▶ [Instructions for the task]
Return the passage about Childerley Hall word for word, everything from "Little Childerley, probably" down to "in size subsequently.".

▶ [Quoted passage]

Little Childerley, probably never a large village, may well have decayed before the end of the 15th century. Great Childerley was depopulated by the fifth Sir John Cutt, during the reign of Charles I, in order to enlarge his deer park. A private chapel, apparently built in the previous reign, replaced the two parish churches, the incomes of which were diverted in spite of protests from the ecclesiastical authorities. Apart from the occupants of Childerley Hall (Monument (1)) and of one or two estate cottages the parish is without inhabitants.
c(1) Childerley Hall, comprising a house and chapel, is set in parkland between the sites of the two former villages of Great and Little Childerley (Monuments (2) and (3)). Described by Cole (B.M. Add. MS. 5819,28) as 'one of the most absolute and compleate seats if not the best of the whole shire', it must have been reduced in size subsequently.
The property was acquired by Sir John Cutt in the reign of Henry VII. His male descendants, who bore the same name and title for the next five generations, continued to own it and often resided there, especially after the sale about the end of the 16th century of Horham Hall in Essex, the earlier family seat. Charles I was confined by Cromwell at Childerley Hall one night in June 1647; the principal room on the upper floor, which he is said to have occupied, is called after him. Its elaborate painted decoration (Plate 72) had probably been executed after the fourth Sir John Cutt's second marriage, to Margaret Brockett, and before 1615 when he died. The fourth Sir John may also have built the chapel (Plate 76), which was said to have been consecrated by Bishop Heaton 1600–1609 (see Archbishop Laud's account of his province for the year 1639 in History of the Troubles and Tryal of William Laud (1695), 560–1). The Cutt family sold the property at the end of the 17th century to the Calverts who continued in possession until after 1850.
The House, consisting of a brick-faced two-storeyed E. and W. range, is of the mid 16th century, but was remodelled by General Calvert in 1850 when the original brickwork was grouted over and covered with bastard tucking, considerable additions made especially to the N. and E., and the interior including the painted chamber refurbished. The new work was in Tudor idiom with dressings in Roman cement. Drawings by Relhan (C.A.S. Library) give some idea of the appearance of the house and the painted chamber early in the century.

▶ [Dataset records]
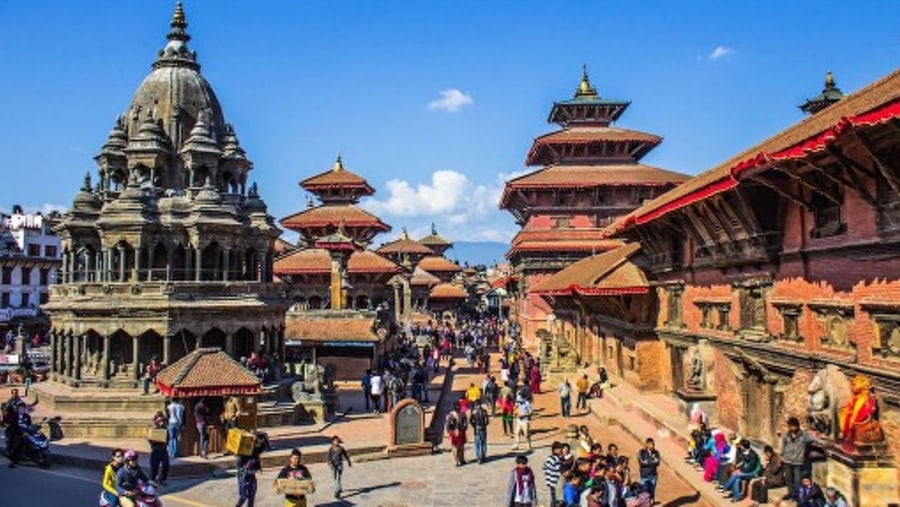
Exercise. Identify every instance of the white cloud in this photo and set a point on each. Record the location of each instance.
(720, 52)
(45, 208)
(451, 100)
(461, 209)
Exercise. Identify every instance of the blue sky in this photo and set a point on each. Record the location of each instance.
(303, 81)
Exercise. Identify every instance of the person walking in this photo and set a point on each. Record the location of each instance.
(480, 420)
(523, 422)
(552, 470)
(366, 384)
(582, 385)
(455, 425)
(159, 453)
(376, 388)
(175, 410)
(247, 469)
(793, 453)
(296, 471)
(201, 413)
(649, 460)
(336, 456)
(565, 398)
(521, 491)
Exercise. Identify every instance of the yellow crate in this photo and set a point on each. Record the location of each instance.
(157, 435)
(295, 487)
(239, 442)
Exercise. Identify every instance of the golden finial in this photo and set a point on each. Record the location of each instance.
(584, 88)
(178, 16)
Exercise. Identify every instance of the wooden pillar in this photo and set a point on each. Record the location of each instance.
(135, 349)
(226, 261)
(229, 344)
(167, 348)
(199, 268)
(106, 340)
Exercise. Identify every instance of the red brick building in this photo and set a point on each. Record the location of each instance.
(590, 175)
(776, 265)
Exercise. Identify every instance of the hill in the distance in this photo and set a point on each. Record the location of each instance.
(477, 252)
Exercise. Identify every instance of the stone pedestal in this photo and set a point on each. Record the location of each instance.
(866, 475)
(705, 400)
(406, 435)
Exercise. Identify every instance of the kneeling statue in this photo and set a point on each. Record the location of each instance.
(859, 417)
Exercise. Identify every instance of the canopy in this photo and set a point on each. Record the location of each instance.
(207, 372)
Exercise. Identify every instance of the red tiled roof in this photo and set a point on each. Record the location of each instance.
(876, 103)
(403, 245)
(438, 264)
(317, 260)
(333, 179)
(313, 328)
(606, 274)
(207, 372)
(448, 291)
(422, 277)
(323, 216)
(587, 135)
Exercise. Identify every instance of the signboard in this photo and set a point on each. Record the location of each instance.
(9, 359)
(349, 344)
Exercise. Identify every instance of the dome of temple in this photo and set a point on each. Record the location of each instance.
(175, 92)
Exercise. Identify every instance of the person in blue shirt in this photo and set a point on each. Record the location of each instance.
(572, 491)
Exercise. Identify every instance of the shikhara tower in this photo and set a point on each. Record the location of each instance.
(171, 249)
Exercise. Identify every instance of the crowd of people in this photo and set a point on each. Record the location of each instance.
(739, 471)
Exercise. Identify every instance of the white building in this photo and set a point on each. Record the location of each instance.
(29, 261)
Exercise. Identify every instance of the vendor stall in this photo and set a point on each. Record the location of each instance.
(211, 375)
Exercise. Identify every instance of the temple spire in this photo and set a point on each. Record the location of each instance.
(584, 87)
(178, 24)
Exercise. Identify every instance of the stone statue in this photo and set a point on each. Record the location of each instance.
(820, 412)
(695, 379)
(859, 417)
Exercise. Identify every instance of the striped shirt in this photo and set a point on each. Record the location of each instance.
(552, 470)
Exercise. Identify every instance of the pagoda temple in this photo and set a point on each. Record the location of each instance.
(339, 287)
(590, 175)
(171, 249)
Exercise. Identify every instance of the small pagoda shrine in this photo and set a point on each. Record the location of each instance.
(591, 174)
(339, 317)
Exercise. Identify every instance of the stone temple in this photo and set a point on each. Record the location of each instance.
(171, 249)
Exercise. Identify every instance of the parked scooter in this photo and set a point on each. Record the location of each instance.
(35, 446)
(145, 496)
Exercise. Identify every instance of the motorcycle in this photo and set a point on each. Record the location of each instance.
(35, 446)
(144, 496)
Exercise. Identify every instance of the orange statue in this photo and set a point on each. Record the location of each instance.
(859, 417)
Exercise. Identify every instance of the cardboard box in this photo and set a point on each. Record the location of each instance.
(239, 442)
(295, 487)
(157, 435)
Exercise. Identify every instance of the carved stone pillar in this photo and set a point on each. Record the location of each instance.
(106, 340)
(79, 352)
(69, 341)
(121, 263)
(198, 253)
(135, 356)
(54, 354)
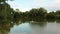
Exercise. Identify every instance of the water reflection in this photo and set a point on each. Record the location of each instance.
(30, 27)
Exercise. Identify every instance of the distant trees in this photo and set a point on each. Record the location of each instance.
(6, 12)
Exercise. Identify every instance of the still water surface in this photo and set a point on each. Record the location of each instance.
(28, 28)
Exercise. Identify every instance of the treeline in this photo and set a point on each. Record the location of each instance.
(37, 14)
(9, 14)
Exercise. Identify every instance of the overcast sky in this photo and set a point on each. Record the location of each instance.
(26, 5)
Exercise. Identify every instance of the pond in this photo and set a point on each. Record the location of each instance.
(29, 28)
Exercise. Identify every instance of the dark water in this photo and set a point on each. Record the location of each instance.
(28, 28)
(31, 27)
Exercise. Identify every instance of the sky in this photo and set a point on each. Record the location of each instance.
(26, 5)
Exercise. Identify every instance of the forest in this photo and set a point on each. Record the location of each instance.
(7, 13)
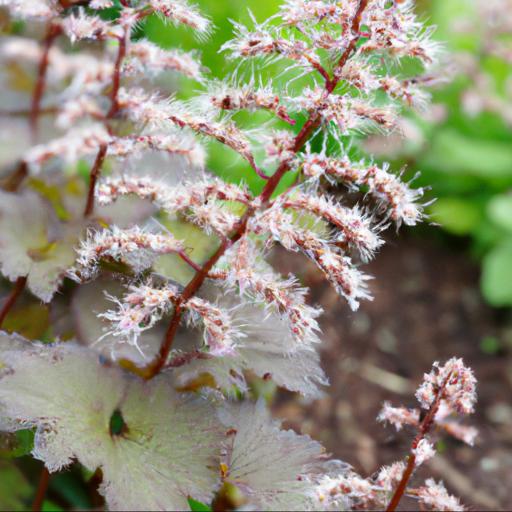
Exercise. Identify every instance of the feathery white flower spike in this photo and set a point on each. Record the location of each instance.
(154, 449)
(135, 247)
(267, 347)
(459, 392)
(435, 496)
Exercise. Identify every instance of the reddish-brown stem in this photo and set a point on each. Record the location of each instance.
(51, 34)
(356, 35)
(95, 172)
(423, 430)
(19, 286)
(114, 107)
(116, 78)
(42, 487)
(270, 187)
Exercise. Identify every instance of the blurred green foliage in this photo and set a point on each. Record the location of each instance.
(466, 160)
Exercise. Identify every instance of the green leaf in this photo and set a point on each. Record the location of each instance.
(17, 444)
(500, 211)
(197, 506)
(15, 491)
(490, 345)
(458, 216)
(50, 506)
(496, 280)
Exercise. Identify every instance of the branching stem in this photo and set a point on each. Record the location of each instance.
(114, 108)
(423, 430)
(52, 33)
(270, 187)
(18, 288)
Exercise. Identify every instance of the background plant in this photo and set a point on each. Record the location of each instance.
(211, 285)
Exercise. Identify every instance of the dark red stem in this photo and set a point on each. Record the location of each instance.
(270, 187)
(423, 430)
(51, 34)
(114, 108)
(42, 487)
(18, 288)
(95, 173)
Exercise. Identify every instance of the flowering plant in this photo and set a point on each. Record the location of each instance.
(150, 388)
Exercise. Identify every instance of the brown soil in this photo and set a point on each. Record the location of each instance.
(427, 307)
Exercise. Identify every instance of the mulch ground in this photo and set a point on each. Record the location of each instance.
(427, 307)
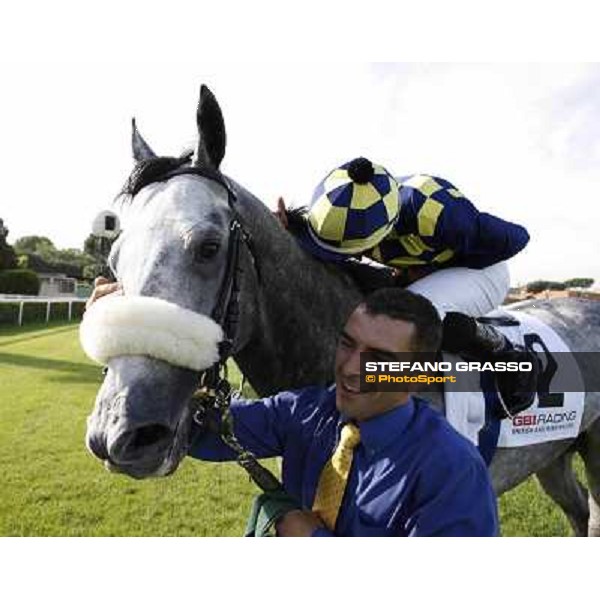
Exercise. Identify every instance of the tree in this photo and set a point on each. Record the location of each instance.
(581, 282)
(40, 254)
(535, 287)
(8, 258)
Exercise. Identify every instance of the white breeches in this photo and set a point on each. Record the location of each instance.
(473, 292)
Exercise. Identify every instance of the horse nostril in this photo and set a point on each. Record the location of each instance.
(151, 435)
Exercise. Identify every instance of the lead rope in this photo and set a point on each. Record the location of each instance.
(219, 398)
(216, 391)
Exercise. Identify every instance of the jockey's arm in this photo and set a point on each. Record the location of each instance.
(478, 239)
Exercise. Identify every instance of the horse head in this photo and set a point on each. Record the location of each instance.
(177, 263)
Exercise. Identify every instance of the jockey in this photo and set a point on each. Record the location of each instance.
(439, 245)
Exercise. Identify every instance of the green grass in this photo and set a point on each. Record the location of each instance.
(52, 486)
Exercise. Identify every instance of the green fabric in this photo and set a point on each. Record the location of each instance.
(267, 509)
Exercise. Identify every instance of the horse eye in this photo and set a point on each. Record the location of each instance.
(206, 250)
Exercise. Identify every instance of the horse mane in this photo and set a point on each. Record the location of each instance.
(296, 219)
(149, 170)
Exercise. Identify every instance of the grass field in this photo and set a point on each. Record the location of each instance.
(52, 486)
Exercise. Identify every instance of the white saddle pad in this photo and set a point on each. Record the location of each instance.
(466, 410)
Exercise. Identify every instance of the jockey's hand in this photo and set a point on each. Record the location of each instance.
(103, 287)
(280, 212)
(298, 523)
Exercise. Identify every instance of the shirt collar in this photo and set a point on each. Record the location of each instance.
(377, 432)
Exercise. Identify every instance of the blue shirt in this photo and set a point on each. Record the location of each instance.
(412, 474)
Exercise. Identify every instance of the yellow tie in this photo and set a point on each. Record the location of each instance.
(334, 477)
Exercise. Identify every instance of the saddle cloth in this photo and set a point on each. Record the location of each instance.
(466, 411)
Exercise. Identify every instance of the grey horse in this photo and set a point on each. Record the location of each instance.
(292, 308)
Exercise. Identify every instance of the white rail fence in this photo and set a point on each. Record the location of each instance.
(22, 300)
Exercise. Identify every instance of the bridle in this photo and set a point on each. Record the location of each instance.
(214, 391)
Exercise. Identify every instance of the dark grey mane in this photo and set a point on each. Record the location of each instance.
(150, 170)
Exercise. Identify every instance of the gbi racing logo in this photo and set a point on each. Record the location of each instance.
(531, 420)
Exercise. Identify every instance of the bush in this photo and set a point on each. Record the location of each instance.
(19, 281)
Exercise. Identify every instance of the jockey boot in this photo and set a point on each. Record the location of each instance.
(463, 335)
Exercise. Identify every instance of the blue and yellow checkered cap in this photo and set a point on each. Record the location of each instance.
(353, 208)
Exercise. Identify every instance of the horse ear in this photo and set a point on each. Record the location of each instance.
(141, 150)
(211, 131)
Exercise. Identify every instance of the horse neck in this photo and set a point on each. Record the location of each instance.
(296, 309)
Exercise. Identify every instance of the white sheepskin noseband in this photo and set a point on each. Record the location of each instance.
(140, 325)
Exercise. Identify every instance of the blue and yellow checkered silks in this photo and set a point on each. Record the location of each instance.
(419, 237)
(353, 208)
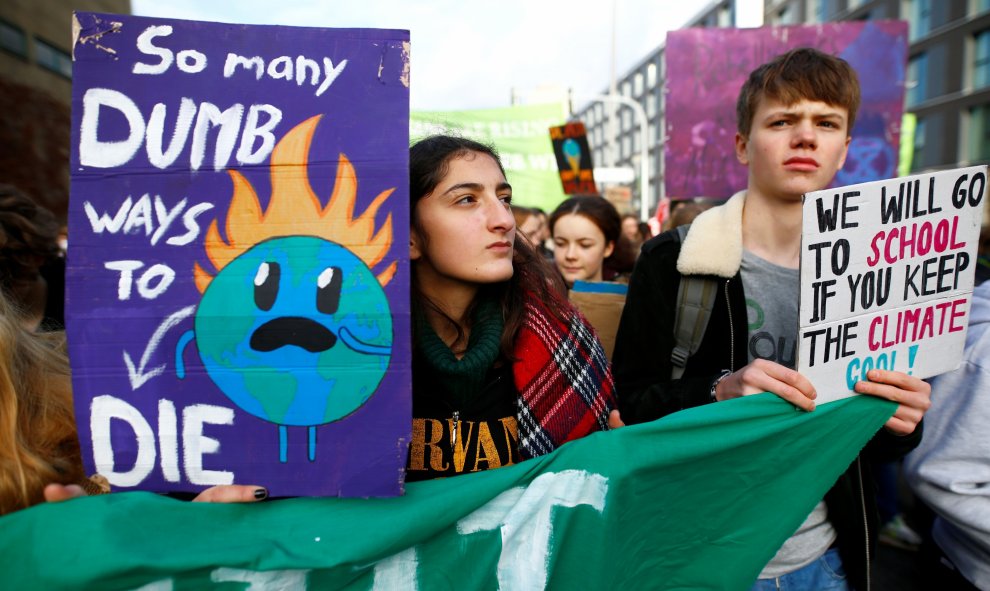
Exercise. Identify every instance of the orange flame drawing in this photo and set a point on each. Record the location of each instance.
(295, 210)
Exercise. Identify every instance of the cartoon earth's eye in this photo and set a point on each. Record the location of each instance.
(266, 285)
(328, 286)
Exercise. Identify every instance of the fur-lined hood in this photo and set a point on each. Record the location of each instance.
(713, 246)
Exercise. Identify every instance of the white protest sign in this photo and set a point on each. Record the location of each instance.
(887, 271)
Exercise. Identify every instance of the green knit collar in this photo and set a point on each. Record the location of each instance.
(464, 377)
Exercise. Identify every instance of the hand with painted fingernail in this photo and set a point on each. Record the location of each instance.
(912, 395)
(767, 376)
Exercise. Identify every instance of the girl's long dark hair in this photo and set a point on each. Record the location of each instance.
(532, 277)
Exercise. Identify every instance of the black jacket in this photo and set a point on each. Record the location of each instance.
(642, 366)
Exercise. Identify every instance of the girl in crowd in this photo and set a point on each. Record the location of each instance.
(588, 242)
(38, 442)
(489, 317)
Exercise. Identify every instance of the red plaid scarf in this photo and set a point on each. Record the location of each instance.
(563, 379)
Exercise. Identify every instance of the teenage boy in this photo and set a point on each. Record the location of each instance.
(794, 118)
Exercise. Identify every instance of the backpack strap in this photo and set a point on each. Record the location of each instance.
(695, 300)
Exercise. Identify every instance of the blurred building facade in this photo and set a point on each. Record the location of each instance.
(947, 81)
(35, 94)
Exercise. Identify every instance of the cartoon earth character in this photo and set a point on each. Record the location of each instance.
(295, 328)
(296, 331)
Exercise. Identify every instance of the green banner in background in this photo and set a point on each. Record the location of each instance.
(909, 124)
(519, 134)
(701, 499)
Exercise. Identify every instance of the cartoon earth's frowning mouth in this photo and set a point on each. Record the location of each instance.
(292, 330)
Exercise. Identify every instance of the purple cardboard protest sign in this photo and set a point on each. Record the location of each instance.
(238, 282)
(707, 67)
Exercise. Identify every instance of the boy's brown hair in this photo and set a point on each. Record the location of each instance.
(803, 73)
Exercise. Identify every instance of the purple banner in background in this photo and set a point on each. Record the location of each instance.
(238, 278)
(707, 67)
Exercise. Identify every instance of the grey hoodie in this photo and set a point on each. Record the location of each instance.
(950, 470)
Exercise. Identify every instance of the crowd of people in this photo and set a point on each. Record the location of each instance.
(491, 321)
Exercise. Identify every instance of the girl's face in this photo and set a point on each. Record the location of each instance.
(466, 230)
(630, 228)
(579, 248)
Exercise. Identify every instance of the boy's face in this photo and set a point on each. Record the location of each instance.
(794, 149)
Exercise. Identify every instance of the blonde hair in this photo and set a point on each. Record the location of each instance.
(38, 442)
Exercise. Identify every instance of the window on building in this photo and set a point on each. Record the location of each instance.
(13, 39)
(52, 58)
(979, 133)
(724, 17)
(919, 15)
(918, 156)
(917, 80)
(981, 60)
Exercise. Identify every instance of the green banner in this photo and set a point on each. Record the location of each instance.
(699, 500)
(522, 136)
(909, 124)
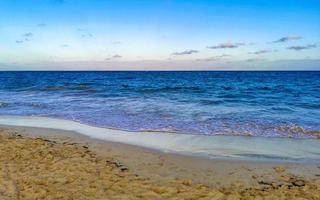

▶ [Answer for this exercise]
Little Childerley, probably never a large village, may well have decayed before the end of the 15th century. Great Childerley was depopulated by the fifth Sir John Cutt, during the reign of Charles I, in order to enlarge his deer park. A private chapel, apparently built in the previous reign, replaced the two parish churches, the incomes of which were diverted in spite of protests from the ecclesiastical authorities. Apart from the occupants of Childerley Hall (Monument (1)) and of one or two estate cottages the parish is without inhabitants.
c(1) Childerley Hall, comprising a house and chapel, is set in parkland between the sites of the two former villages of Great and Little Childerley (Monuments (2) and (3)). Described by Cole (B.M. Add. MS. 5819,28) as 'one of the most absolute and compleate seats if not the best of the whole shire', it must have been reduced in size subsequently.